Page text →
┏━━

How Anchors and Delimiters Work Together

How Anchors and Delimiters Work Together

You can define the anchors in the example source document. The Parser learns how to parse the document by examining the anchors and the delimiters that separate them. For more information about delimiters, see Formats Overview.
For example, suppose you have specified that your document uses a tab-delimited format. A line in the example source reads
First name:<tab>Ron
where
<tab>
is a tab character.
You can define
First name:
as a
Marker
anchor. You can define
Ron
as a
Content
anchor. The Parser learns from these definitions that it should search a source document for the string
First name:
. It should then skip over a single tab delimiter and retrieve the text that follows the tab.
Suppose you run the Parser on another source document, which contains the following text:
First name:<tab>Jack
The Parser finds the anchors as above and retrieves the text
Jack
.

┗━━

Description of the task → In the passage on anchors and delimiters, what does the Parser do after it finds the string "First name:"?

Data extract →
┏━━

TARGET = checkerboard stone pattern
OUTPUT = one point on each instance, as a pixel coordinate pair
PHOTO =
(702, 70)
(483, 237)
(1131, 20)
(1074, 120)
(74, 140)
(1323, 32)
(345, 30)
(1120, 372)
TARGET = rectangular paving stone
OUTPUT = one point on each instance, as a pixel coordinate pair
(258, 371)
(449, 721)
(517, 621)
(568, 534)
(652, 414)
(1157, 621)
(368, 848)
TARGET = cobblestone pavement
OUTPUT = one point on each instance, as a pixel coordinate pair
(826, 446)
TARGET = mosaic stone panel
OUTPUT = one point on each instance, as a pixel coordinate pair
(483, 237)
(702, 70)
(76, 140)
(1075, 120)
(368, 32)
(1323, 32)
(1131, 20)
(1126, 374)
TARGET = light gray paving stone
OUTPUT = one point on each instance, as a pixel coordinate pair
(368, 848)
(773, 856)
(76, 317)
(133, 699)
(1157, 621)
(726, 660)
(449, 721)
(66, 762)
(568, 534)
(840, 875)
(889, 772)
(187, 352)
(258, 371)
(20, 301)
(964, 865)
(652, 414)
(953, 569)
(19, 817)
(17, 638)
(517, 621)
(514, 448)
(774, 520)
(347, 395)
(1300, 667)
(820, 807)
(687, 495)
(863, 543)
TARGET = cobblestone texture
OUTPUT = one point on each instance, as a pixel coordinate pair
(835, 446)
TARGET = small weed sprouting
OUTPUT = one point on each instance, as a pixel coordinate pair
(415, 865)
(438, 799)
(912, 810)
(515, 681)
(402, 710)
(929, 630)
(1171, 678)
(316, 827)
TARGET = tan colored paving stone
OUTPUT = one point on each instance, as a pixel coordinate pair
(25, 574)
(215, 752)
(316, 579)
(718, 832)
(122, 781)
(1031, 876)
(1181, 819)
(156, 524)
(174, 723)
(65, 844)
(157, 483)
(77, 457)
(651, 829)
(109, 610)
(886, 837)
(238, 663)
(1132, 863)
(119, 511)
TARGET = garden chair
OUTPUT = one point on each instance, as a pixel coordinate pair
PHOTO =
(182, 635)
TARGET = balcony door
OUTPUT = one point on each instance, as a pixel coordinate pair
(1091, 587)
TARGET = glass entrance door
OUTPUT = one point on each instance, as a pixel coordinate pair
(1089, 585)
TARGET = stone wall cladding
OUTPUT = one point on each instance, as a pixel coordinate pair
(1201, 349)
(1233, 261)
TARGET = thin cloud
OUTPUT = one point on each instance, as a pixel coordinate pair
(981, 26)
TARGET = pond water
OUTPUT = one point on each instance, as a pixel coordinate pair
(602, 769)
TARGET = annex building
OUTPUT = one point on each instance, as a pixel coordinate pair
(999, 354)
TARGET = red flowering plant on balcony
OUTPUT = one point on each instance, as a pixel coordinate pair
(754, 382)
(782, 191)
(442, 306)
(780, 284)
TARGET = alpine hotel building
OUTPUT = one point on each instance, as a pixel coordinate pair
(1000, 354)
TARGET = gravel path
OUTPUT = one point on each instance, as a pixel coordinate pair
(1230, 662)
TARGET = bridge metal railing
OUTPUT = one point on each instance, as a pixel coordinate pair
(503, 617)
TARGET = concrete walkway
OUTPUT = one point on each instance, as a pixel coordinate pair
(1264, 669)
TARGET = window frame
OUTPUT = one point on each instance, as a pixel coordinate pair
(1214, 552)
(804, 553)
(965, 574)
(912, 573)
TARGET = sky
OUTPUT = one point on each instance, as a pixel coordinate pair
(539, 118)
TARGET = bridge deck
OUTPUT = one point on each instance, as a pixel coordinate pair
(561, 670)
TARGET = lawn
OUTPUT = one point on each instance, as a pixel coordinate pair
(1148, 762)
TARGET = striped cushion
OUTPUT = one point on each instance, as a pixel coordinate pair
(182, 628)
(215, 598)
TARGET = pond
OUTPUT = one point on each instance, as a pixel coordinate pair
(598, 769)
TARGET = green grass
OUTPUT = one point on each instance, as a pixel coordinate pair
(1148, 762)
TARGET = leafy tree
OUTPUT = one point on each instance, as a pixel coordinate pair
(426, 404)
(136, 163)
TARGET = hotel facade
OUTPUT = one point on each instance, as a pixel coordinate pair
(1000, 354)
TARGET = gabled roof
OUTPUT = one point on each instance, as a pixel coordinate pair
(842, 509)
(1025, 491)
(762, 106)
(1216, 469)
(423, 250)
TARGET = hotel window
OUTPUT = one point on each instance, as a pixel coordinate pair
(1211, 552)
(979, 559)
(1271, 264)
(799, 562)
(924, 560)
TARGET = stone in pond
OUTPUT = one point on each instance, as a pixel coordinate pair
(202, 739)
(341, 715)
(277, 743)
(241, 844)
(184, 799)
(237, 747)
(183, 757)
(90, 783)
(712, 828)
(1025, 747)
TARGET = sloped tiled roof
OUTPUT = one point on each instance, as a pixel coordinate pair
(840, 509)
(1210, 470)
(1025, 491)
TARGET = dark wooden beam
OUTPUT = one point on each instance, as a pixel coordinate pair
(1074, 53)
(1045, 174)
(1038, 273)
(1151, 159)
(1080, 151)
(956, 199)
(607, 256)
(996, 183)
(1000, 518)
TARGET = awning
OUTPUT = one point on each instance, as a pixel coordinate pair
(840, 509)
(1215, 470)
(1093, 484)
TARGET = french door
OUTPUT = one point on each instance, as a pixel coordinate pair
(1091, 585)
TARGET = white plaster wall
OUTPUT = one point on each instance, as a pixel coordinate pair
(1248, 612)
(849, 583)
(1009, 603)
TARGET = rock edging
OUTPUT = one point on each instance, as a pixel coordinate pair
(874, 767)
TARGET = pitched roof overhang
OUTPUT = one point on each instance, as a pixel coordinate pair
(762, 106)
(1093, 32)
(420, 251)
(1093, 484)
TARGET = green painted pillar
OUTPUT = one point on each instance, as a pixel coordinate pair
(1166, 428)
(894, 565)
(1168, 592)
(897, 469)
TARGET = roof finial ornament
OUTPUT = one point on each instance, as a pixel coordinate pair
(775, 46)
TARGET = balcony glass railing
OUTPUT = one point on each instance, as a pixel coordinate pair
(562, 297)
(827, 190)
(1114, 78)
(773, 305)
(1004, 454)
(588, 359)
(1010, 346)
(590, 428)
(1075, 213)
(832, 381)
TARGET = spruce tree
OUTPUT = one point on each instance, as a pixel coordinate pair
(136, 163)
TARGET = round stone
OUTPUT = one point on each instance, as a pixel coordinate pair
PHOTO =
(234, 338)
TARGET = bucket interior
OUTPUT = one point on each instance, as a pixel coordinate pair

┗━━

Output for this task → It skips over a single tab delimiter and retrieves the text that follows the tab.